▸ **Material provided**
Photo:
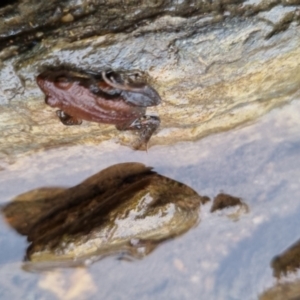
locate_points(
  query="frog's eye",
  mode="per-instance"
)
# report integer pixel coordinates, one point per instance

▸ **Task statement**
Reproduce the records above line for line, leaving out the pictures.

▸ **Finished exercise**
Photo:
locate_points(
  query="frog's eye",
  mode="per-instance"
)
# report integer pixel coordinates, one point per instance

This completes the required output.